What to work on: Transcribe every line, keeping it exact.

○ ○ ○ ○ ○ ○ ○

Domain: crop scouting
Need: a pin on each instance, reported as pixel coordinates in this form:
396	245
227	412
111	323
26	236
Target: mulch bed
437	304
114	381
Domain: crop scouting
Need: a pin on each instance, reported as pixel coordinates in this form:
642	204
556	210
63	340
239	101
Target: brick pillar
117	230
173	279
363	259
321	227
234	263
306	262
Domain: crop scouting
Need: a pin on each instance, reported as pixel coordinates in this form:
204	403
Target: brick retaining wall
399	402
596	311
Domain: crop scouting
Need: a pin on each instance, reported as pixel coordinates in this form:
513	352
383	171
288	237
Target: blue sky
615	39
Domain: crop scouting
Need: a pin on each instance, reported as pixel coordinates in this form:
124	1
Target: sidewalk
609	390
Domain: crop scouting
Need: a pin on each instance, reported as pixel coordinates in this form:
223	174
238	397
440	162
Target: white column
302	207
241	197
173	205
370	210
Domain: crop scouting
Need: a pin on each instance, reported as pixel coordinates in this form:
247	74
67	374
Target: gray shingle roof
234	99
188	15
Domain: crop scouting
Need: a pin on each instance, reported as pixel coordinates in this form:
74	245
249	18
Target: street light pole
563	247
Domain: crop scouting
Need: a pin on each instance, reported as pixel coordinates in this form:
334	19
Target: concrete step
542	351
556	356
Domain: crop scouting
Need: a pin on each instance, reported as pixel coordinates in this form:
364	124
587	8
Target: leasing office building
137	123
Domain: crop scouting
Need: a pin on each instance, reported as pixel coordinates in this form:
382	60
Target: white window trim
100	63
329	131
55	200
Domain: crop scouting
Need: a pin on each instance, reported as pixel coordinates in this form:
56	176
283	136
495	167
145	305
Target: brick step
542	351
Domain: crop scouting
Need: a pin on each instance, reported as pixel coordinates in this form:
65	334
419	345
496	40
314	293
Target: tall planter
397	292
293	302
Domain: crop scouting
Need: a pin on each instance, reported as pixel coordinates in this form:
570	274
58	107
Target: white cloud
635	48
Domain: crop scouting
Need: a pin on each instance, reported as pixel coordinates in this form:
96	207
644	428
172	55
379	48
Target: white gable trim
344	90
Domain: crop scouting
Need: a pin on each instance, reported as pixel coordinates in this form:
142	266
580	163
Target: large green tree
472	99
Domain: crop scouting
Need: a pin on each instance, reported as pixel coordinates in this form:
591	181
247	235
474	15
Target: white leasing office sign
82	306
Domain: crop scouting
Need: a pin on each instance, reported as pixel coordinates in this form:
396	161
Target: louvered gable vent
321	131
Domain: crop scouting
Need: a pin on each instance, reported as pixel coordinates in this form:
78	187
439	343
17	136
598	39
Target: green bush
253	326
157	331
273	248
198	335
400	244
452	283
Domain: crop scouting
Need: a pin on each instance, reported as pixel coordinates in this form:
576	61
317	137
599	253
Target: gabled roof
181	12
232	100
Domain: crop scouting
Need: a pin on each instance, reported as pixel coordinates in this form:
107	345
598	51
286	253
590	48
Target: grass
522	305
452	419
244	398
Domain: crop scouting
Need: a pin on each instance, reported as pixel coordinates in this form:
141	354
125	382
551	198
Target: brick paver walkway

○ ○ ○ ○ ○ ○ ○

Task solution:
Domain: crop scouting
Need: a pin on each instance, reported as pixel coordinates in this form:
396	245
227	412
111	323
26	236
Target: mulch bed
437	304
114	381
Domain: crop scouting
Need: a pin on each instance, reported as pixel coordinates in this form:
642	204
556	210
63	340
239	101
Target: brick pillar
117	230
173	279
363	259
321	227
234	263
306	262
Domain: crop scouting
Need: a pin on each instance, reported as pixel coordinates in this form:
204	403
Target: brick retaining wall
399	402
596	311
Domain: crop scouting
Need: a pin on each instance, reported as pixel coordinates in this form:
513	352
383	171
288	237
Target: blue sky
615	39
Domain: crop scouting
Need: a pin on each instance, reported as pixel coordinates in this form:
124	1
Target: sidewalk
609	390
Domain: crop scouting
Need: a pin on each instance, reported as pixel coordinates in this form:
223	174
238	397
440	162
Target: white column
302	207
241	197
173	205
370	210
Domain: crop scouting
Need: a pin on each instance, reported as pixel coordinates in this form:
247	74
67	374
Target: gray shingle roof
234	99
188	15
Domain: crop scouting
Need: a pin on each instance, reported as pixel coordinates in this form:
74	245
249	18
Target: street light pole
563	247
Domain: crop scouting
Need: a pin on each instance, reported as pixel coordinates in this form:
334	19
Target: concrete step
542	351
556	356
Domain: crop scouting
Need: a pin on each instance, reported as pixel coordinates in this form:
364	124
587	8
Target: leasing office building
137	123
Domain: crop scouting
Need: a pin on each instance, reported as pixel coordinates in this form:
382	60
Target: white window trim
100	63
329	131
55	200
Domain: crop scouting
Need: a pin on each instance, reported as pixel coordinates in this form:
56	176
283	136
495	167
145	305
Target: brick step
542	351
Domain: crop scouting
Need: a pin on each instance, reported as pixel coordinates in this form:
65	334
419	345
496	40
314	293
Target: tall planter
397	292
293	302
Domain: crop scouting
Need: a pin on each instance, reported as pixel coordinates in this form:
570	274
58	107
Target: white cloud
635	48
Domain: crop scouting
Need: a pin on each instance, reported as pixel coordinates in this form:
96	207
644	428
172	55
379	48
Target: white gable trim
344	90
Domain: crop scouting
Need: a pin on each instance, reported as pixel coordinates in this form:
142	266
580	163
Target: large green tree
472	99
Domain: crop scouting
Need: a pin on each instance, reported as pixel coordinates in this form:
591	181
247	235
474	15
Target: white leasing office sign
82	306
Domain: crop scouting
Need: a pin on each instance, reported as pixel coordinates in this form:
396	161
Target: louvered gable vent
321	131
Domain: crop scouting
Need: a pin on each instance, reported as pixel coordinates in this form:
78	187
439	343
17	136
598	39
Target: green bush
253	326
157	331
273	248
198	335
400	244
452	283
Domain: crop scouting
Need: a pin on each instance, reported as pixel coordinates in this form:
576	61
317	137
599	253
Target: gabled roof
181	12
232	100
Domain: crop scouting
Need: a pin on each instance, reported as pixel coordinates in this form:
107	345
598	51
286	253
590	48
Target: grass
522	305
452	419
244	398
Domain: crop scouting
Need: a pin on each instance, reported as pixel coordinates in this form:
141	354
125	382
551	198
Target: brick paver walkway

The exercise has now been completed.